Required task 1 — Give back the blog post below, word for word and in full.
Required task 2 — Return each line of the records that contains the string "find". Matching is case-sensitive.

Source —
(begin)

Okay. Don't hurt me.
I know I skipped two, three? days. I know I know I know and I'm sorry. I just wasn't feeling the blogging feeling. But that blogging feeling is back now so. All better!
I'm writing this from the couch of my mother's house right now. Exciting, right? Four hours away from my technical home.
I decided to make the trip on a complete whim, thanks to a case of wanderlust and an existentialist crisis. I came here to reorient myself, to remind myself of the size of the world and sort of get back in touch with my roots.
Those of you that have watched my videos or have heard me speak at any point in time know that I'm Southern. My accent is not as thick as it used to be, and I don't own a pair of cowboy boots any more but it's still there. People usually pick up on it when I say things like "fixing to" or "y'all" or "ain't", or when I refer to the remote control as the "clicker" or the toilet as "the pot". I have an iTunes full of indie and alternative rock music, but I know every single word to a great majority of the country songs released in the 1990's. It's what I was raised on. I was born in Florida, but after my parents divorced when I was two years old I moved to South Carolina with my mom, and that's where my earliest childhood memories come from. South Carolina, for those of you that didn't know, is also my favorite place in the world. My mom worked as a bartender until I was eleven or twelve years old, and I spent a good part of my childhood playing in a liquor store that was attached to this bar called "Cowboys" where she worked. Of course, at the time, I referred to it as "the candy store" because all the candy displays were at eye level with me, and the cashier, Miss Kim, would always give me Cookies & Creme Hershey bars while I sat behind the counter and played with my toys. There was also a back office/storage room in the hallway that connected Cowboys to the liquor store, where I would take naps. And during the daytime, before they opened, I would go inside the bar, and run around on the dance floor, play on the mechanical bull, or sit on top of one of the pool tables while watching my Disney tapes on the bar's big screen TV.

(end)

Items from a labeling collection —

(begin)

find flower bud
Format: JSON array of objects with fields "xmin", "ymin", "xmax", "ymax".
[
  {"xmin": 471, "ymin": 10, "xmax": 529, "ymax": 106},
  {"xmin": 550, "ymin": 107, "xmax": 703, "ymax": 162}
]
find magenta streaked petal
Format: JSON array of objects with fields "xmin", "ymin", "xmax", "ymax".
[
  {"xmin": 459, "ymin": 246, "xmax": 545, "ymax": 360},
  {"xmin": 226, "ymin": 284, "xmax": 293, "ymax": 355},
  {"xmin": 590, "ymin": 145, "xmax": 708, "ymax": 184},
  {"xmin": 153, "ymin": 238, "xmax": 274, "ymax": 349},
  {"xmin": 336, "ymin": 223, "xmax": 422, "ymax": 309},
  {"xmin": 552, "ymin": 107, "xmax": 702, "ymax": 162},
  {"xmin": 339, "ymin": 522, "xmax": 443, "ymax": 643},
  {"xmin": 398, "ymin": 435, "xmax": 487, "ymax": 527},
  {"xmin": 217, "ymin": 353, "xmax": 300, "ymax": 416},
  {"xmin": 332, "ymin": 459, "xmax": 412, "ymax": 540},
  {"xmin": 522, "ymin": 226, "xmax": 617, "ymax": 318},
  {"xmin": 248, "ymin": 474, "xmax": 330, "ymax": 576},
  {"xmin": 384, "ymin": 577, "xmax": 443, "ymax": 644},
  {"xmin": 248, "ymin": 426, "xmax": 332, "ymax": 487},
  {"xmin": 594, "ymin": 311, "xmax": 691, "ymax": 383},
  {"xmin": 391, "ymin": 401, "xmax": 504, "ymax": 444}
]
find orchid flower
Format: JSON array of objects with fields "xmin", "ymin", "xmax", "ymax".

(end)
(begin)

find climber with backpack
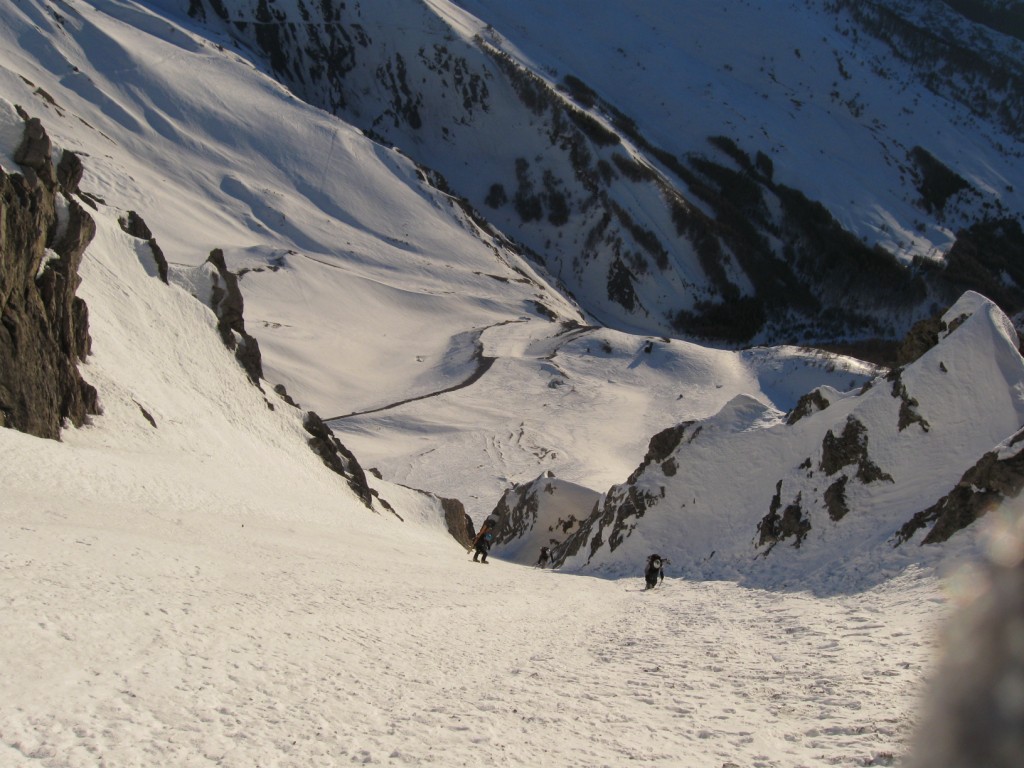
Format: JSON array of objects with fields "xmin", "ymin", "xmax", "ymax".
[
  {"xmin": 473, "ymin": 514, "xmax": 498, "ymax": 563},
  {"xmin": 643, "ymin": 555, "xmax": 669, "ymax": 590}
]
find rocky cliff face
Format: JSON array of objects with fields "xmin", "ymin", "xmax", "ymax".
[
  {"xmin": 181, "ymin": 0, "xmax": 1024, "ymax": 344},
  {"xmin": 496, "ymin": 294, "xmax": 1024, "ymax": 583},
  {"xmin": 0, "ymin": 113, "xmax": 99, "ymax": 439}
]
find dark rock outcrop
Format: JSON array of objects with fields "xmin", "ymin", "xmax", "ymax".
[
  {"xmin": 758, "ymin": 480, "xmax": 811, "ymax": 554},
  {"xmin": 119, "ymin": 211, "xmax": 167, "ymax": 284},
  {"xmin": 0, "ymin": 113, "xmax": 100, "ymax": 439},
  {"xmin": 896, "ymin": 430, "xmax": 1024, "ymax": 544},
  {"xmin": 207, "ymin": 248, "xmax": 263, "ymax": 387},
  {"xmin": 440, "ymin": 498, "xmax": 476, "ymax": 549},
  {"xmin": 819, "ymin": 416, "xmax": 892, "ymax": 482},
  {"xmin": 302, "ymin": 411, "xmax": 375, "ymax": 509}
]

(end)

Response 1 —
Okay. Don't hurt me.
I know I skipped two, three? days. I know I know I know and I'm sorry. I just wasn't feeling the blogging feeling. But that blogging feeling is back now so. All better!
I'm writing this from the couch of my mother's house right now. Exciting, right? Four hours away from my technical home.
I decided to make the trip on a complete whim, thanks to a case of wanderlust and an existentialist crisis. I came here to reorient myself, to remind myself of the size of the world and sort of get back in touch with my roots.
Those of you that have watched my videos or have heard me speak at any point in time know that I'm Southern. My accent is not as thick as it used to be, and I don't own a pair of cowboy boots any more but it's still there. People usually pick up on it when I say things like "fixing to" or "y'all" or "ain't", or when I refer to the remote control as the "clicker" or the toilet as "the pot". I have an iTunes full of indie and alternative rock music, but I know every single word to a great majority of the country songs released in the 1990's. It's what I was raised on. I was born in Florida, but after my parents divorced when I was two years old I moved to South Carolina with my mom, and that's where my earliest childhood memories come from. South Carolina, for those of you that didn't know, is also my favorite place in the world. My mom worked as a bartender until I was eleven or twelve years old, and I spent a good part of my childhood playing in a liquor store that was attached to this bar called "Cowboys" where she worked. Of course, at the time, I referred to it as "the candy store" because all the candy displays were at eye level with me, and the cashier, Miss Kim, would always give me Cookies & Creme Hershey bars while I sat behind the counter and played with my toys. There was also a back office/storage room in the hallway that connected Cowboys to the liquor store, where I would take naps. And during the daytime, before they opened, I would go inside the bar, and run around on the dance floor, play on the mechanical bull, or sit on top of one of the pool tables while watching my Disney tapes on the bar's big screen TV.

Response 2 —
find flower bud
find magenta streaked petal
find orchid flower
find climber with backpack
find rocky cliff face
find dark rock outcrop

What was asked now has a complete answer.